PROBLEM. Rewrite the lines below as a Markdown table with a "Row" column for the number and a "Line" column for the text, leaving out blank lines and the pictures.

RECORDS FOR THIS EXERCISE.
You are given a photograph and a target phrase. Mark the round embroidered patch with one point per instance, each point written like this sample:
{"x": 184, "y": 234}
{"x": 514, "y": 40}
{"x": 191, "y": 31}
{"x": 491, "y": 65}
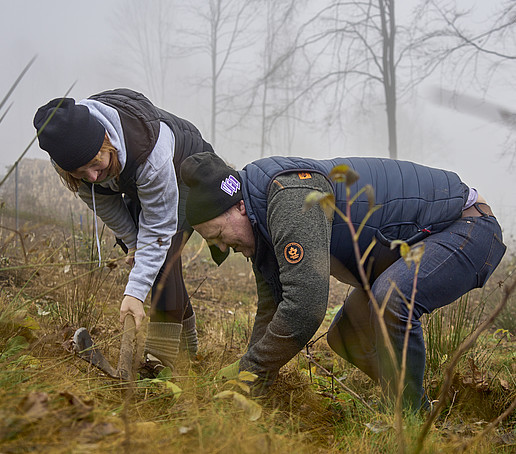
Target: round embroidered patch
{"x": 293, "y": 252}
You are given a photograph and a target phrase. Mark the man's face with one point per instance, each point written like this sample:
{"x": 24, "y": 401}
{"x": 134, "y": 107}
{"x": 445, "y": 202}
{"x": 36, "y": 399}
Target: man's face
{"x": 231, "y": 229}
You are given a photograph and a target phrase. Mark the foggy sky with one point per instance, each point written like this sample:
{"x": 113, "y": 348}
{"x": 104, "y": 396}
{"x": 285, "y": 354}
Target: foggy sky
{"x": 77, "y": 42}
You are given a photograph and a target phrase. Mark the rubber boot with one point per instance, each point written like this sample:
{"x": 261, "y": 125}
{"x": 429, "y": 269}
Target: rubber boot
{"x": 163, "y": 341}
{"x": 189, "y": 341}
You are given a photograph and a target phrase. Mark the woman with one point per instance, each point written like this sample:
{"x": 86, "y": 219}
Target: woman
{"x": 122, "y": 155}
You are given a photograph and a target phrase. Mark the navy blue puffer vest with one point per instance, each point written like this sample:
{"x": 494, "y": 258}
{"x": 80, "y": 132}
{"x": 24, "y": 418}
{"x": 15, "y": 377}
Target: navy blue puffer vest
{"x": 414, "y": 200}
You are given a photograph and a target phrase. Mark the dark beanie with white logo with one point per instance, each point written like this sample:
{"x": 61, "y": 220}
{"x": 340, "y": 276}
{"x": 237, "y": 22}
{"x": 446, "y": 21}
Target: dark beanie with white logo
{"x": 72, "y": 137}
{"x": 214, "y": 187}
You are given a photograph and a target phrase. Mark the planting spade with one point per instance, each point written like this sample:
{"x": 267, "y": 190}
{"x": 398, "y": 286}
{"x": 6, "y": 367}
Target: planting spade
{"x": 131, "y": 351}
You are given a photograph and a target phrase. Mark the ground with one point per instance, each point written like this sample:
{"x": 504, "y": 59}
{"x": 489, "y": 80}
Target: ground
{"x": 53, "y": 401}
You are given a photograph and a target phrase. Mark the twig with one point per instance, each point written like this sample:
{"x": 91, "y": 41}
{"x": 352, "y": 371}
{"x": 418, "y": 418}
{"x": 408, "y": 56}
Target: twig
{"x": 490, "y": 426}
{"x": 21, "y": 240}
{"x": 330, "y": 374}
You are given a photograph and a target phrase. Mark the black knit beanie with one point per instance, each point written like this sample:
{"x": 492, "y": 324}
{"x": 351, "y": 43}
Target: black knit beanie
{"x": 214, "y": 187}
{"x": 72, "y": 137}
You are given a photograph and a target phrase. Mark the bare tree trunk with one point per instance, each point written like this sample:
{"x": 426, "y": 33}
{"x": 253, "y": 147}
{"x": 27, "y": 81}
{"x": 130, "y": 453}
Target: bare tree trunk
{"x": 388, "y": 22}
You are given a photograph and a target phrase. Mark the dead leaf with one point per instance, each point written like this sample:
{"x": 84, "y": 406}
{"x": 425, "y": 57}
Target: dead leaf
{"x": 35, "y": 405}
{"x": 82, "y": 408}
{"x": 251, "y": 408}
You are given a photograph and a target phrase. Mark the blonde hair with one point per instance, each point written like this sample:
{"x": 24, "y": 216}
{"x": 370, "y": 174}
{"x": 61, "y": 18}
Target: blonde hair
{"x": 113, "y": 169}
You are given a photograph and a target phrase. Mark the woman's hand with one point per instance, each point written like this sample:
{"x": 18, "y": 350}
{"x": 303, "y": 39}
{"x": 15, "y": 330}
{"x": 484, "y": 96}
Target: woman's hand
{"x": 133, "y": 306}
{"x": 129, "y": 259}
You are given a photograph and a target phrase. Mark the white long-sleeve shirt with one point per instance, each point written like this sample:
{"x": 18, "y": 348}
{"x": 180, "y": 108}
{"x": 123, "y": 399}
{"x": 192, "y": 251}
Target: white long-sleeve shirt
{"x": 158, "y": 193}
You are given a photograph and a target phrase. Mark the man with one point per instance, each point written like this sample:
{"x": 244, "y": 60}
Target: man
{"x": 259, "y": 212}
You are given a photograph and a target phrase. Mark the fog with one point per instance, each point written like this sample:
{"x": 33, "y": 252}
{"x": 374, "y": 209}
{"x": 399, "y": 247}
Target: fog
{"x": 82, "y": 43}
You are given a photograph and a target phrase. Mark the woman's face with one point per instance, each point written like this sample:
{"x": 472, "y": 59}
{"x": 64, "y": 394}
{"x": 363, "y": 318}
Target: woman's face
{"x": 94, "y": 171}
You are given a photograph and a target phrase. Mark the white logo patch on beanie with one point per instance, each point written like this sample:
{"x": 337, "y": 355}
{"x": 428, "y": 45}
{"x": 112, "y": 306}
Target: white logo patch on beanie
{"x": 230, "y": 185}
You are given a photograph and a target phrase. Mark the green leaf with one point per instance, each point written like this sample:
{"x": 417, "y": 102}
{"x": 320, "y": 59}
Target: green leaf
{"x": 247, "y": 376}
{"x": 165, "y": 374}
{"x": 338, "y": 173}
{"x": 174, "y": 388}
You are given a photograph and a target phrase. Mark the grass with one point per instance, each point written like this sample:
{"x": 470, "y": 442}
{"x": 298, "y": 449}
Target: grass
{"x": 54, "y": 402}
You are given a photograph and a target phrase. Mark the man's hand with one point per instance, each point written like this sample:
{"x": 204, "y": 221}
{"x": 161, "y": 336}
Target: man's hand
{"x": 129, "y": 259}
{"x": 133, "y": 306}
{"x": 229, "y": 372}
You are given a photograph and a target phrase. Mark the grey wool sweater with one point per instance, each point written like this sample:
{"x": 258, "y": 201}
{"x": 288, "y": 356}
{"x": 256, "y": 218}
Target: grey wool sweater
{"x": 301, "y": 241}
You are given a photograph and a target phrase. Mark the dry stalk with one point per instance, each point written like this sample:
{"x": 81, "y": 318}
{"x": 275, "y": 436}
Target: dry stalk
{"x": 21, "y": 240}
{"x": 448, "y": 373}
{"x": 343, "y": 386}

SOLUTION FOR THIS TASK.
| Row | Line |
|---|---|
| 1 | You are given a photograph and a target phrase. Mark the round embroidered patch with one point per instance, each point written like this sample: |
| 2 | {"x": 184, "y": 234} |
| 3 | {"x": 514, "y": 40} |
| 4 | {"x": 191, "y": 31} |
| 5 | {"x": 491, "y": 65} |
| 6 | Target: round embroidered patch |
| 7 | {"x": 293, "y": 252} |
| 8 | You are given a photograph and a target phrase. Mark the man's face with one point per instance, each point written like this sample: |
| 9 | {"x": 24, "y": 401} |
| 10 | {"x": 134, "y": 107} |
| 11 | {"x": 445, "y": 202} |
| 12 | {"x": 36, "y": 399} |
| 13 | Target: man's face |
| 14 | {"x": 231, "y": 229} |
| 15 | You are given a photograph and a target phrase. Mark the foggy sky with one point per instance, each point written like this sample: |
| 16 | {"x": 113, "y": 348} |
| 17 | {"x": 104, "y": 396} |
| 18 | {"x": 285, "y": 354} |
| 19 | Target: foggy sky |
| 20 | {"x": 77, "y": 42} |
| 21 | You are given a photograph and a target phrase. Mark the rubber boot with one point per instance, each point written like this sample: |
| 22 | {"x": 261, "y": 125} |
| 23 | {"x": 429, "y": 269} |
| 24 | Target: rubber boot |
| 25 | {"x": 163, "y": 341} |
| 26 | {"x": 189, "y": 341} |
| 27 | You are given a photograph and a target phrase. Mark the woman with one point per instance, each point written like this sample: |
| 28 | {"x": 86, "y": 219} |
| 29 | Target: woman |
| 30 | {"x": 122, "y": 155} |
| 31 | You are given a photograph and a target phrase. Mark the navy blue puffer vest with one point per instance, each point written like this sample: |
| 32 | {"x": 494, "y": 258} |
| 33 | {"x": 80, "y": 132} |
| 34 | {"x": 24, "y": 418} |
| 35 | {"x": 15, "y": 377} |
| 36 | Target: navy blue puffer vest |
| 37 | {"x": 414, "y": 200} |
| 38 | You are given a photograph and a target phrase. Mark the dark beanie with white logo with one point per instance, each point written like this sample: |
| 39 | {"x": 61, "y": 220} |
| 40 | {"x": 340, "y": 276} |
| 41 | {"x": 237, "y": 22} |
| 42 | {"x": 446, "y": 21} |
| 43 | Target: dark beanie with white logo |
| 44 | {"x": 72, "y": 137} |
| 45 | {"x": 214, "y": 187} |
| 46 | You are given a photograph and a target phrase. Mark the planting spade with one point per instance, each point written like this sample: |
| 47 | {"x": 267, "y": 190} |
| 48 | {"x": 398, "y": 286} |
| 49 | {"x": 6, "y": 367} |
| 50 | Target: planting spade |
| 51 | {"x": 131, "y": 351} |
| 52 | You are given a photograph and a target phrase. Mark the ground with one point per instance, each point written like this sample: |
| 53 | {"x": 504, "y": 59} |
| 54 | {"x": 489, "y": 80} |
| 55 | Target: ground |
| 56 | {"x": 53, "y": 401} |
| 57 | You are given a photograph and a target phrase. Mark the twig with one point per instance, each point written like this sample: |
| 58 | {"x": 91, "y": 41} |
| 59 | {"x": 352, "y": 371} |
| 60 | {"x": 418, "y": 418} |
| 61 | {"x": 408, "y": 56} |
| 62 | Target: twig |
| 63 | {"x": 490, "y": 426} |
| 64 | {"x": 21, "y": 240} |
| 65 | {"x": 330, "y": 374} |
| 66 | You are given a photograph and a target phrase. Mark the black knit beanie with one point per instance, each point written like this sample: |
| 67 | {"x": 492, "y": 324} |
| 68 | {"x": 351, "y": 43} |
| 69 | Target: black knit beanie |
| 70 | {"x": 214, "y": 187} |
| 71 | {"x": 72, "y": 137} |
| 72 | You are given a photograph and a target phrase. Mark the bare tree trunk with one point per instance, each point written like this sample: |
| 73 | {"x": 426, "y": 33} |
| 74 | {"x": 253, "y": 147} |
| 75 | {"x": 27, "y": 81} |
| 76 | {"x": 130, "y": 453} |
| 77 | Target: bare tree trunk |
| 78 | {"x": 388, "y": 22} |
| 79 | You are given a photograph and a target phrase. Mark the dead leaf with one point per instance, each point written like this sample: |
| 80 | {"x": 84, "y": 406} |
| 81 | {"x": 425, "y": 57} |
| 82 | Target: dead leaf |
| 83 | {"x": 35, "y": 405} |
| 84 | {"x": 82, "y": 408} |
| 85 | {"x": 251, "y": 408} |
| 86 | You are given a photograph and a target phrase. Mark the blonde hair with one point per instance, each point written like this sample: |
| 87 | {"x": 24, "y": 216} |
| 88 | {"x": 370, "y": 174} |
| 89 | {"x": 61, "y": 18} |
| 90 | Target: blonde hair |
| 91 | {"x": 113, "y": 169} |
| 92 | You are given a photograph and a target phrase. Mark the woman's hand with one point per instance, each point written like this sample: |
| 93 | {"x": 18, "y": 350} |
| 94 | {"x": 303, "y": 39} |
| 95 | {"x": 15, "y": 330} |
| 96 | {"x": 484, "y": 96} |
| 97 | Target: woman's hand |
| 98 | {"x": 133, "y": 306} |
| 99 | {"x": 129, "y": 259} |
| 100 | You are given a photograph and a target phrase. Mark the white long-sleeve shirt with one point per instance, each point written like this sample: |
| 101 | {"x": 18, "y": 348} |
| 102 | {"x": 180, "y": 108} |
| 103 | {"x": 123, "y": 399} |
| 104 | {"x": 192, "y": 251} |
| 105 | Target: white long-sleeve shirt |
| 106 | {"x": 158, "y": 193} |
| 107 | You are given a photograph and a target phrase. Mark the man with one point per instance, each point written like this sample: |
| 108 | {"x": 244, "y": 60} |
| 109 | Target: man |
| 110 | {"x": 259, "y": 212} |
| 111 | You are given a photograph and a target phrase. Mark the fog with one point per instance, each point written like this sample: |
| 112 | {"x": 33, "y": 252} |
| 113 | {"x": 374, "y": 209} |
| 114 | {"x": 399, "y": 247} |
| 115 | Target: fog |
| 116 | {"x": 82, "y": 43} |
| 117 | You are given a photograph and a target phrase. Mark the woman's face with one point per instance, each point written like this sample: |
| 118 | {"x": 472, "y": 59} |
| 119 | {"x": 64, "y": 394} |
| 120 | {"x": 363, "y": 318} |
| 121 | Target: woman's face |
| 122 | {"x": 94, "y": 171} |
| 123 | You are given a photograph and a target phrase. Mark the white logo patch on beanie with one point per instance, each point written like this sample: |
| 124 | {"x": 337, "y": 355} |
| 125 | {"x": 428, "y": 45} |
| 126 | {"x": 112, "y": 306} |
| 127 | Target: white logo patch on beanie |
| 128 | {"x": 230, "y": 185} |
| 129 | You are given a photograph and a target phrase. Mark the green leaf with one point per instance, each point written like this sample: |
| 130 | {"x": 417, "y": 102} |
| 131 | {"x": 320, "y": 59} |
| 132 | Target: green leaf |
| 133 | {"x": 247, "y": 376} |
| 134 | {"x": 165, "y": 374} |
| 135 | {"x": 338, "y": 173} |
| 136 | {"x": 174, "y": 388} |
| 137 | You are given a photograph and a target phrase. Mark the grass with one point per instance, each point written like this sample: |
| 138 | {"x": 470, "y": 442} |
| 139 | {"x": 298, "y": 449} |
| 140 | Target: grass |
| 141 | {"x": 54, "y": 402} |
| 142 | You are given a photograph and a target phrase. Mark the man's hand with one point per instance, each point written like this sample: |
| 143 | {"x": 204, "y": 221} |
| 144 | {"x": 161, "y": 336} |
| 145 | Target: man's hand |
| 146 | {"x": 129, "y": 259} |
| 147 | {"x": 133, "y": 306} |
| 148 | {"x": 229, "y": 372} |
| 149 | You are given a photograph and a target phrase. Mark the grey wool sweater with one point per instance, each point written like this sample: |
| 150 | {"x": 258, "y": 201} |
| 151 | {"x": 288, "y": 356} |
| 152 | {"x": 256, "y": 218} |
| 153 | Target: grey wool sweater |
| 154 | {"x": 301, "y": 241} |
| 155 | You are given a photograph and a target phrase. Mark the dry stalk with one point per instance, each point written like this sample: |
| 156 | {"x": 81, "y": 318} |
| 157 | {"x": 275, "y": 436} |
| 158 | Target: dry stalk |
| 159 | {"x": 21, "y": 240} |
| 160 | {"x": 448, "y": 373} |
| 161 | {"x": 343, "y": 386} |